— Begin Supplied data —
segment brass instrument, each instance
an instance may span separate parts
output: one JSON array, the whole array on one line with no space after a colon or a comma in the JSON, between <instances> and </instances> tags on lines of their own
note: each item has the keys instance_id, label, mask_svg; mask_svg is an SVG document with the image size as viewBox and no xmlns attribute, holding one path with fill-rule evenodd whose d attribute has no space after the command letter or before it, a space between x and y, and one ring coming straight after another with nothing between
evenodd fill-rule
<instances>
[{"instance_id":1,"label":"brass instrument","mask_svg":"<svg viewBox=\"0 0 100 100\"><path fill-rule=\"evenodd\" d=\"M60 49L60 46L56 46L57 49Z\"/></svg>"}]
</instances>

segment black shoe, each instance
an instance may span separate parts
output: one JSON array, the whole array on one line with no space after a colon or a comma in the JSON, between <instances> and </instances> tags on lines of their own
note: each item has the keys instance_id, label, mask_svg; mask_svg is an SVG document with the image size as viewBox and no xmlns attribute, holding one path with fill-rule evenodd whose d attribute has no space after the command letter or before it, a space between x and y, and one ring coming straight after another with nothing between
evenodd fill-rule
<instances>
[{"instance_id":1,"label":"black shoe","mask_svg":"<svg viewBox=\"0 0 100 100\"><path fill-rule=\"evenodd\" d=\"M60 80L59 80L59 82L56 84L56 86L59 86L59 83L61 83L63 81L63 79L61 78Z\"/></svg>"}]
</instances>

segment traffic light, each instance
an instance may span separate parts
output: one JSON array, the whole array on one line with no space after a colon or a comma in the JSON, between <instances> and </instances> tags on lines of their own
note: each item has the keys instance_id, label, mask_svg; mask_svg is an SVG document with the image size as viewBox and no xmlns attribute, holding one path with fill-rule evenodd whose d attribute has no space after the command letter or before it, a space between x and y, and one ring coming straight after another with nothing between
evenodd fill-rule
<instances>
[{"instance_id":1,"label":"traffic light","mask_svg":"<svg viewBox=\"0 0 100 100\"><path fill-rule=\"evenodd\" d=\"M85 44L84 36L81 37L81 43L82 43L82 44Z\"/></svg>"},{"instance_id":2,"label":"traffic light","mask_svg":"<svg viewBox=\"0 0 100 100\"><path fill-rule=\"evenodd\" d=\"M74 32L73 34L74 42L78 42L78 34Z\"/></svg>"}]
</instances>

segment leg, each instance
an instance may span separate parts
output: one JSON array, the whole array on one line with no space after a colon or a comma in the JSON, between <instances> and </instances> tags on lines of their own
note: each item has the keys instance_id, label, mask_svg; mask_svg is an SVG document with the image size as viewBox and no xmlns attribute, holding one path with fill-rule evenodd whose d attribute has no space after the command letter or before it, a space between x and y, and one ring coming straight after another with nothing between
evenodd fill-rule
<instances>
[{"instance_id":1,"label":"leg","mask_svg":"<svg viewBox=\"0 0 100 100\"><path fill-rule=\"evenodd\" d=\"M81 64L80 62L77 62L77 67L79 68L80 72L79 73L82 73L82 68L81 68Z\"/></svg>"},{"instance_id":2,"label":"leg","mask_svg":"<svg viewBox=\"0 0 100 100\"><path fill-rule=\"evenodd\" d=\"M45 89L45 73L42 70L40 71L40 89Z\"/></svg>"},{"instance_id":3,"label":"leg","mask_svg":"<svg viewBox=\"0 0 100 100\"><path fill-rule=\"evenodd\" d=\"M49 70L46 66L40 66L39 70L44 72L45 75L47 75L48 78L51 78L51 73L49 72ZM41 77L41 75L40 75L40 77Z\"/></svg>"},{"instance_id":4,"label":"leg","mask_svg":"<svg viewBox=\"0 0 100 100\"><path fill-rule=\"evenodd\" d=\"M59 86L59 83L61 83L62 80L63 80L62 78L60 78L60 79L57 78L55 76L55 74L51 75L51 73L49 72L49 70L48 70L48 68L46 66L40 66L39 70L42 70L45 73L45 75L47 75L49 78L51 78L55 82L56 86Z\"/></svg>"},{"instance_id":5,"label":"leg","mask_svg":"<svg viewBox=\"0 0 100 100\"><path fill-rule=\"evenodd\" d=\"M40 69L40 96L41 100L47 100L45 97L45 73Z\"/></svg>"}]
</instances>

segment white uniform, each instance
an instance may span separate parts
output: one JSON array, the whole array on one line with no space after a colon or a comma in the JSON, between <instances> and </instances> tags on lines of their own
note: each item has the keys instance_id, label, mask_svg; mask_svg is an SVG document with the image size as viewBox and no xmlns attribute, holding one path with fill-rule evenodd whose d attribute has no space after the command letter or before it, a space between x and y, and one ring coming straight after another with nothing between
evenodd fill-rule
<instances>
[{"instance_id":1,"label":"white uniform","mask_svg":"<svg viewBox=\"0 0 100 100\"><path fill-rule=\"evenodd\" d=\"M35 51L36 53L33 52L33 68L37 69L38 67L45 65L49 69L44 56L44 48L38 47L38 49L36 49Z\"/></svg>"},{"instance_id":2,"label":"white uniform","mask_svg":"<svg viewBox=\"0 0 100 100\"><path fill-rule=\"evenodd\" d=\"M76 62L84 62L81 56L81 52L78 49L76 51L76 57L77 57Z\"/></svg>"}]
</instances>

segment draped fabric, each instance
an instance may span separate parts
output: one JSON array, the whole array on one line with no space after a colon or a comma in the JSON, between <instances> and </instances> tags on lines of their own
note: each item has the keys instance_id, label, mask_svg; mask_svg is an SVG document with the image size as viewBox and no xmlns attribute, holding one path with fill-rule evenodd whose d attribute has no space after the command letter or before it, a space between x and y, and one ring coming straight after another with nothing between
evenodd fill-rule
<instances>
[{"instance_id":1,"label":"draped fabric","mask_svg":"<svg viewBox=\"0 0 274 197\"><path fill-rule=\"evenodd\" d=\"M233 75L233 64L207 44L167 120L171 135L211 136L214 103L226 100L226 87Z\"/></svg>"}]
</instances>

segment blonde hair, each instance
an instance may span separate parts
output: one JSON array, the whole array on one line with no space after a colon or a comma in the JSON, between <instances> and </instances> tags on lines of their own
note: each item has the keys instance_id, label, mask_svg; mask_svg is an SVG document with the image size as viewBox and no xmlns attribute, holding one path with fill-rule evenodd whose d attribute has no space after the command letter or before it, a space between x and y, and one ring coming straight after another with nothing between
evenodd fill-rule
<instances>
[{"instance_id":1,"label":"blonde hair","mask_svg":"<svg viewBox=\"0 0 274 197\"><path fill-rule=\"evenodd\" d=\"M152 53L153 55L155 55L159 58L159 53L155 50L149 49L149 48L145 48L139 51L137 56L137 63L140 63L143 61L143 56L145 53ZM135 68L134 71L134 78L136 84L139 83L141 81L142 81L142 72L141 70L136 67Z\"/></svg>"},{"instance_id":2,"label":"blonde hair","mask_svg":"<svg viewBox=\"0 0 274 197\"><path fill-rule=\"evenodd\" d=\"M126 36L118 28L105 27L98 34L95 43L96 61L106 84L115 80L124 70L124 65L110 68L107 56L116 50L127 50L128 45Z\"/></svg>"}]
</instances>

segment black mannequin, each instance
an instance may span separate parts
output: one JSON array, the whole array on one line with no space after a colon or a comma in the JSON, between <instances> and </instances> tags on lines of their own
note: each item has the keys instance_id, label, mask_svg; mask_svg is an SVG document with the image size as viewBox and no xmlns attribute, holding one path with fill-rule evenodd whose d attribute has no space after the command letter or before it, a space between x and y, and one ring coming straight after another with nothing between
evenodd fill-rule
— End Supplied data —
Can you render the lines above as a numbered list, leaving out any blank lines?

1. segment brass instrument, each instance
2. an instance may span separate parts
3. output: one JSON array, the whole array on one line with no space after a colon or a comma in the JSON, between <instances> and </instances> tags on lines of their own
4. note: each item has the keys instance_id, label, mask_svg; mask_svg is an SVG document with the image size as viewBox and no xmlns attribute, holding one path with fill-rule evenodd whose d attribute has no space after the command letter or before it, a space between x and y, and one ring coming straight after another with nothing between
5. evenodd fill-rule
6. <instances>
7. [{"instance_id":1,"label":"brass instrument","mask_svg":"<svg viewBox=\"0 0 100 100\"><path fill-rule=\"evenodd\" d=\"M60 49L60 46L56 46L57 49Z\"/></svg>"}]
8. </instances>
9. segment black shoe, each instance
10. an instance may span separate parts
11. output: one JSON array, the whole array on one line with no space after a colon or a comma in the JSON, between <instances> and </instances> tags on lines of their own
12. note: each item has the keys instance_id, label, mask_svg; mask_svg is an SVG document with the image size as viewBox and no xmlns attribute, holding one path with fill-rule evenodd whose d attribute has no space after the command letter or before it, a space between x and y, and one ring coming straight after another with nothing between
13. evenodd fill-rule
14. <instances>
15. [{"instance_id":1,"label":"black shoe","mask_svg":"<svg viewBox=\"0 0 100 100\"><path fill-rule=\"evenodd\" d=\"M60 80L59 80L59 82L56 84L56 86L59 86L59 83L61 83L63 81L63 79L61 78Z\"/></svg>"}]
16. </instances>
17. segment traffic light, each instance
18. an instance may span separate parts
19. output: one JSON array, the whole array on one line with no space after a colon or a comma in the JSON, between <instances> and </instances> tags on lines of their own
20. note: each item has the keys instance_id, label, mask_svg; mask_svg is an SVG document with the image size as viewBox and no xmlns attribute, holding one path with fill-rule evenodd whose d attribute has no space after the command letter or before it, a space between x and y, and one ring coming straight after another with nothing between
21. evenodd fill-rule
22. <instances>
23. [{"instance_id":1,"label":"traffic light","mask_svg":"<svg viewBox=\"0 0 100 100\"><path fill-rule=\"evenodd\" d=\"M85 44L84 36L81 37L81 43L82 43L82 44Z\"/></svg>"},{"instance_id":2,"label":"traffic light","mask_svg":"<svg viewBox=\"0 0 100 100\"><path fill-rule=\"evenodd\" d=\"M74 32L73 34L74 42L78 42L78 34Z\"/></svg>"}]
24. </instances>
25. segment leg, each instance
26. an instance may span separate parts
27. output: one JSON array, the whole array on one line with no space after a colon or a comma in the JSON, between <instances> and </instances> tags on lines of their own
28. note: each item has the keys instance_id, label, mask_svg; mask_svg is an SVG document with the image size as viewBox and no xmlns attribute, holding one path with fill-rule evenodd whose d attribute has no space after the command letter or before it, a space between x and y, and one ring coming straight after another with nothing between
29. evenodd fill-rule
30. <instances>
31. [{"instance_id":1,"label":"leg","mask_svg":"<svg viewBox=\"0 0 100 100\"><path fill-rule=\"evenodd\" d=\"M81 64L80 62L77 62L77 67L79 68L80 72L79 73L82 73L82 68L81 68Z\"/></svg>"},{"instance_id":2,"label":"leg","mask_svg":"<svg viewBox=\"0 0 100 100\"><path fill-rule=\"evenodd\" d=\"M45 89L45 73L42 70L40 71L40 89Z\"/></svg>"},{"instance_id":3,"label":"leg","mask_svg":"<svg viewBox=\"0 0 100 100\"><path fill-rule=\"evenodd\" d=\"M49 70L46 66L40 66L39 70L44 72L45 75L47 75L48 78L51 78L51 73L49 72ZM41 77L41 75L40 75L40 77Z\"/></svg>"},{"instance_id":4,"label":"leg","mask_svg":"<svg viewBox=\"0 0 100 100\"><path fill-rule=\"evenodd\" d=\"M59 86L59 83L61 83L62 80L63 80L62 78L60 78L60 79L57 78L55 76L55 74L51 75L51 73L49 72L49 70L48 70L48 68L46 66L40 66L39 70L42 70L45 73L45 75L47 75L49 78L51 78L55 82L56 86Z\"/></svg>"},{"instance_id":5,"label":"leg","mask_svg":"<svg viewBox=\"0 0 100 100\"><path fill-rule=\"evenodd\" d=\"M40 69L40 96L41 100L47 100L45 97L45 73Z\"/></svg>"}]
32. </instances>
33. segment white uniform, each instance
34. an instance may span separate parts
35. output: one JSON array, the whole array on one line with no space after a colon or a comma in the JSON, between <instances> and </instances> tags on lines of their own
36. note: each item has the keys instance_id, label, mask_svg; mask_svg is an SVG document with the image size as viewBox and no xmlns attribute, holding one path with fill-rule evenodd whose d attribute has no space after the command letter or before it, a space between x and y, and one ring coming straight after another with nothing between
37. evenodd fill-rule
38. <instances>
39. [{"instance_id":1,"label":"white uniform","mask_svg":"<svg viewBox=\"0 0 100 100\"><path fill-rule=\"evenodd\" d=\"M35 51L36 53L33 52L33 68L37 69L38 67L45 65L49 69L44 56L44 48L38 47L38 49L36 49Z\"/></svg>"},{"instance_id":2,"label":"white uniform","mask_svg":"<svg viewBox=\"0 0 100 100\"><path fill-rule=\"evenodd\" d=\"M76 62L84 62L81 56L81 52L78 49L76 51L76 57L77 57Z\"/></svg>"}]
40. </instances>
41. segment draped fabric, each instance
42. an instance may span separate parts
43. output: one JSON array, the whole array on one line with no space after a colon or a comma in the JSON, between <instances> and </instances> tags on lines of their own
44. note: each item has the keys instance_id, label, mask_svg; mask_svg is an SVG document with the image size as viewBox and no xmlns attribute, holding one path with fill-rule evenodd whose d attribute has no space after the command letter or before it, a space between x and y, and one ring coming straight after another with nothing between
45. evenodd fill-rule
46. <instances>
47. [{"instance_id":1,"label":"draped fabric","mask_svg":"<svg viewBox=\"0 0 274 197\"><path fill-rule=\"evenodd\" d=\"M233 75L233 64L207 44L167 120L171 135L211 136L214 103L226 100L226 87Z\"/></svg>"}]
48. </instances>
49. segment blonde hair, each instance
50. an instance may span separate parts
51. output: one JSON array, the whole array on one line with no space after a colon or a comma in the JSON, between <instances> and </instances> tags on lines of their own
52. note: each item has the keys instance_id, label, mask_svg; mask_svg is an SVG document with the image size as viewBox and no xmlns attribute, holding one path with fill-rule evenodd whose d attribute has no space after the command letter or before it, a space between x and y, and one ring coming straight after another with nothing between
53. evenodd fill-rule
54. <instances>
55. [{"instance_id":1,"label":"blonde hair","mask_svg":"<svg viewBox=\"0 0 274 197\"><path fill-rule=\"evenodd\" d=\"M152 53L153 55L155 55L159 58L159 53L155 50L149 49L149 48L145 48L139 51L137 56L137 63L140 63L143 61L143 56L145 53ZM135 68L134 71L134 78L136 84L139 83L141 81L142 81L142 72L141 70L136 67Z\"/></svg>"},{"instance_id":2,"label":"blonde hair","mask_svg":"<svg viewBox=\"0 0 274 197\"><path fill-rule=\"evenodd\" d=\"M126 36L118 28L105 27L98 34L95 43L96 61L106 84L115 80L124 70L124 65L110 68L107 56L116 50L127 50L128 45Z\"/></svg>"}]
56. </instances>
57. segment black mannequin, each instance
58. an instance may span separate parts
59. output: one JSON array, the whole array on one line with no space after a colon or a comma in the JSON, between <instances> and </instances> tags on lines of their own
60. note: each item has the keys instance_id, label, mask_svg; mask_svg is an SVG document with the image size as viewBox and no xmlns attribute, holding one path with fill-rule evenodd whose d attribute has no space after the command letter or before it, a space between x and y, and one ring coming straight after another with nothing between
61. evenodd fill-rule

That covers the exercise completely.